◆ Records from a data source
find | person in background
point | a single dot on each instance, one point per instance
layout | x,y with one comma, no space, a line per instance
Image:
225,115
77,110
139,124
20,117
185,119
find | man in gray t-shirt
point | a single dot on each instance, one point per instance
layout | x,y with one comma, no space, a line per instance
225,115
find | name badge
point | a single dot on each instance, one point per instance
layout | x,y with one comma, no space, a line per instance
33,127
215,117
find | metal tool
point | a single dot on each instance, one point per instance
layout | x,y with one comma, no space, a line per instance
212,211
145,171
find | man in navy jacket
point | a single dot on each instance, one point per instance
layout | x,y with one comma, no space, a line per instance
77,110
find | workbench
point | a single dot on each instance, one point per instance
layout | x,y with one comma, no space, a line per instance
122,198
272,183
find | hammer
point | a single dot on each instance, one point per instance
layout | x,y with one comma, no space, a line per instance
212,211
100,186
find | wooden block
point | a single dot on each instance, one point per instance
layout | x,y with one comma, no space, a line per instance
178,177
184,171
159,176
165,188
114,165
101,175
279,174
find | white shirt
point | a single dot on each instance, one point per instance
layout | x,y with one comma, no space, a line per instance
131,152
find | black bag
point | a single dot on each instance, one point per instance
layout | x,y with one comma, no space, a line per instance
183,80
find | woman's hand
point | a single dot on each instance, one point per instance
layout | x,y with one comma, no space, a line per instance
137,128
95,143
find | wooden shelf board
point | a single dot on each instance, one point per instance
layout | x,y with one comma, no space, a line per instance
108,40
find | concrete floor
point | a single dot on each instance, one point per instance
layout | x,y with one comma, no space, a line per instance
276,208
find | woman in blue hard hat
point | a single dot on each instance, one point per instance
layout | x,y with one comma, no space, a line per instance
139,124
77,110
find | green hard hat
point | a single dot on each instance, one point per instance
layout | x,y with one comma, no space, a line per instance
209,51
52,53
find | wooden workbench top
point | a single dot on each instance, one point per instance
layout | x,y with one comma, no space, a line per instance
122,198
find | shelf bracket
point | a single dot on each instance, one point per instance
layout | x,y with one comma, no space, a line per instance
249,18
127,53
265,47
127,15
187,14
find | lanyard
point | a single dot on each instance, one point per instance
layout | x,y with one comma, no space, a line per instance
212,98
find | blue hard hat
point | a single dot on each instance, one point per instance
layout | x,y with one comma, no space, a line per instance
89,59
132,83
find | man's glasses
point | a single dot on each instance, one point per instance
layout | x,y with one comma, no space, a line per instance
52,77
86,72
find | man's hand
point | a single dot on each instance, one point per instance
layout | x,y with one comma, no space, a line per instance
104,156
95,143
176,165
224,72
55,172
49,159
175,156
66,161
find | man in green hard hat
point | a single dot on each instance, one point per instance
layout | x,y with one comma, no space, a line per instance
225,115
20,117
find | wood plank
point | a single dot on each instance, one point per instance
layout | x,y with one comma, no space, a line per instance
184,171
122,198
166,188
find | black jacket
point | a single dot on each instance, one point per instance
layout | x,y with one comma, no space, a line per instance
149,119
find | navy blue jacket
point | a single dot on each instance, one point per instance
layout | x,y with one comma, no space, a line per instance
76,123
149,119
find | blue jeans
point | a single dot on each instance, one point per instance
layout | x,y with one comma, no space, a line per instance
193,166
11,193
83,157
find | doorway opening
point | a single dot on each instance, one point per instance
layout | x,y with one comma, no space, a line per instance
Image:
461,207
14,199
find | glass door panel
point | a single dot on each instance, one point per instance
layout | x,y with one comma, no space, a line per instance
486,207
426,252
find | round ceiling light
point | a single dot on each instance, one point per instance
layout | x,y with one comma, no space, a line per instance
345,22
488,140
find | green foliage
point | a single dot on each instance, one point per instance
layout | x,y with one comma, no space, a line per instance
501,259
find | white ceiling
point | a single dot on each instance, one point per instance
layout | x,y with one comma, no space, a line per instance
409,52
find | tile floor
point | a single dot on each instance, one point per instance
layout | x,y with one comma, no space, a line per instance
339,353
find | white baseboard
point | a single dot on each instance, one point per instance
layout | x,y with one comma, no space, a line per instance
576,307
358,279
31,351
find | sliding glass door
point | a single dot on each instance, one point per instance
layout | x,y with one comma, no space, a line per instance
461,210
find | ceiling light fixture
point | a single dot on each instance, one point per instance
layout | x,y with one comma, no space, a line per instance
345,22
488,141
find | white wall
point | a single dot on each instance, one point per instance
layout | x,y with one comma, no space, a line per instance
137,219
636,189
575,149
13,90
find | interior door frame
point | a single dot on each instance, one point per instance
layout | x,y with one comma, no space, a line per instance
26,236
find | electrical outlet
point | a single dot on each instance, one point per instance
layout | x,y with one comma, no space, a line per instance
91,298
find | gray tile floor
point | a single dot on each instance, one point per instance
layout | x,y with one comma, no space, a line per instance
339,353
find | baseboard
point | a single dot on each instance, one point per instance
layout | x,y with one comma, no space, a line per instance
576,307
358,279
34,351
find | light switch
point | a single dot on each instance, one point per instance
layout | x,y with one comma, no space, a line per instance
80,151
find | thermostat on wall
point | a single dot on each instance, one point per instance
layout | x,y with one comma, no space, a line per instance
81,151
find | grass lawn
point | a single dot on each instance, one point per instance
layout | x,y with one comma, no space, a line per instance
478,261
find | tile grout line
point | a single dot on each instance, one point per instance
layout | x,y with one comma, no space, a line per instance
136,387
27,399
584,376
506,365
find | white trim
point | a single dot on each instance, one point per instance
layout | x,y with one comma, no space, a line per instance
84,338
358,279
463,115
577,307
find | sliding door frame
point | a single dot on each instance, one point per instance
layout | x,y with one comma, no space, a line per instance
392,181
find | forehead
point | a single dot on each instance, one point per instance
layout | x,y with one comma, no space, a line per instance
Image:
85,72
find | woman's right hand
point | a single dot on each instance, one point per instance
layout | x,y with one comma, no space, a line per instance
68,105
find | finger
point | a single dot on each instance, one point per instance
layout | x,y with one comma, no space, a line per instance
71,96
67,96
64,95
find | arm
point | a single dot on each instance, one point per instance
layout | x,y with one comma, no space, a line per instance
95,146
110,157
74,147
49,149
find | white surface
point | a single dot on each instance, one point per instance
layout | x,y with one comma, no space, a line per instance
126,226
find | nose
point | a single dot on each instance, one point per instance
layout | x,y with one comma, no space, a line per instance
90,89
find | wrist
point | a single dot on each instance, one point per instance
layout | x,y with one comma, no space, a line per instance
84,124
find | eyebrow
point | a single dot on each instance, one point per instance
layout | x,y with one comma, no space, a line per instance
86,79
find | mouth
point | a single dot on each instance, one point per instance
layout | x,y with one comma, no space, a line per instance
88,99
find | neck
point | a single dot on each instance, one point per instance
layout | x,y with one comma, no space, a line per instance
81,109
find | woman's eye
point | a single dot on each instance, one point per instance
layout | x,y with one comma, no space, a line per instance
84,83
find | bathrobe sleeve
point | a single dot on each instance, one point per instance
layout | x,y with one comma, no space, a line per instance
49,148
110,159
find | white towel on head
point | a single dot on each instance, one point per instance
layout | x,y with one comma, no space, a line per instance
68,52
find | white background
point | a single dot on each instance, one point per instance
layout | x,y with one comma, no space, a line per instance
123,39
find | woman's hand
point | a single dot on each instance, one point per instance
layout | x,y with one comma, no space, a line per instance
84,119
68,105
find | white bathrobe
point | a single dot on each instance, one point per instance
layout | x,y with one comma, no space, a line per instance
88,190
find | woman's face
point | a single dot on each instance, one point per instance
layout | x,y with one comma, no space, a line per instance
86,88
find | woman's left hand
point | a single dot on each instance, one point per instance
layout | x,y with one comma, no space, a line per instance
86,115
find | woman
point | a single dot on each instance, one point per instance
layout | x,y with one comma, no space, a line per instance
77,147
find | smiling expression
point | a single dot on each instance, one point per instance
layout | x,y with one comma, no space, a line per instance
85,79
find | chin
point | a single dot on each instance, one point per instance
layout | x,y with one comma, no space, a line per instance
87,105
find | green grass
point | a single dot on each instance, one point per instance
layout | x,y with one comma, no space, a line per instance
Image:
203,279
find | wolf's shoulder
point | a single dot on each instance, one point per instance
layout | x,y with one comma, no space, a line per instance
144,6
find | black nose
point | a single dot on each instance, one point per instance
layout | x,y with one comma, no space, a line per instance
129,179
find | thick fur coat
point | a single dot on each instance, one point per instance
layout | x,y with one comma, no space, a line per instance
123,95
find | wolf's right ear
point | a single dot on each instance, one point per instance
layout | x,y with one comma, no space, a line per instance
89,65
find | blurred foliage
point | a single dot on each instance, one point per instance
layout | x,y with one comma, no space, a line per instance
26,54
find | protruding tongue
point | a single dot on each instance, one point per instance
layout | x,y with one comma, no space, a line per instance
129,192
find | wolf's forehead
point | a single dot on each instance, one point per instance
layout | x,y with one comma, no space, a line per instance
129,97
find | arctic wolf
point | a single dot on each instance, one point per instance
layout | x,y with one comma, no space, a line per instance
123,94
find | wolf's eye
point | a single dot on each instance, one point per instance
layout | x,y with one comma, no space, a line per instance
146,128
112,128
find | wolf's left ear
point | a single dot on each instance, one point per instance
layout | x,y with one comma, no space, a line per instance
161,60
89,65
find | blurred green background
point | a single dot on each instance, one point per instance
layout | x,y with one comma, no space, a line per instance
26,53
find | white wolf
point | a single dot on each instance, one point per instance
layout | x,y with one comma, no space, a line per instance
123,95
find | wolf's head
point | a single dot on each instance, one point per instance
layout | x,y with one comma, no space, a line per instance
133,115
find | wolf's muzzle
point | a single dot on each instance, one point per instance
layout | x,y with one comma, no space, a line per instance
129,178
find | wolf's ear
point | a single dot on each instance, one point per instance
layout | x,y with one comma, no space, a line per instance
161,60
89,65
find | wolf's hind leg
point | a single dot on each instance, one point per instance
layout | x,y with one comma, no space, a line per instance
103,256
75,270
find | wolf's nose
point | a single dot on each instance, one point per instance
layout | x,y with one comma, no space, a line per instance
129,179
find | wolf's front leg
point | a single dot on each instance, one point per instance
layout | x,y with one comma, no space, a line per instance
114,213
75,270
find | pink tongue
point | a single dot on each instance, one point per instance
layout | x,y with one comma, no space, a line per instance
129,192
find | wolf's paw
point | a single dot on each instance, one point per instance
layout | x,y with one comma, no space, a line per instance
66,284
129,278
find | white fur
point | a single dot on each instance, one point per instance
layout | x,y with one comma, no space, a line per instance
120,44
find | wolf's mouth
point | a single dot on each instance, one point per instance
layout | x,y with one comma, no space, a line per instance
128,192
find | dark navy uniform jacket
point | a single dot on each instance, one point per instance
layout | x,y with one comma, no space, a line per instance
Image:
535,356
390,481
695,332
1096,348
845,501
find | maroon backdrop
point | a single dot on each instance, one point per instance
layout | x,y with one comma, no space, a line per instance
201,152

◆ What you have to do
All lines from the one containing "find | wolf's front leg" through the end of the records, both ends included, are to be quoted exactly; please add nothing else.

◆ Answer
find | wolf's front leg
point | a single dot on each instance, one point per instance
layout | x,y with one comma, no space, a line per instance
114,213
75,270
find | pink tongue
point | a single dot on each instance, one point per instance
layout | x,y with one comma, no space, a line per instance
129,192
find | wolf's paw
point | a single dot on each instance, one point per instance
layout | x,y with one comma, no space, a line per instance
66,284
129,278
find | white fur
point | a single dot on each instance, one point per instance
layout | x,y with one comma, no space, a line per instance
120,44
find | wolf's mouth
point | a single dot on each instance, one point per instance
layout | x,y with one comma, no space, a line per instance
128,192
find | dark navy uniform jacket
point | a single dot on each instance, one point per instance
layout | x,y with one comma, no space, a line per instance
Image:
535,356
390,481
695,332
1096,348
845,501
find | maroon backdrop
point | a single dot on each instance, one point per instance
layout | x,y with one comma, no space, a line per instance
201,152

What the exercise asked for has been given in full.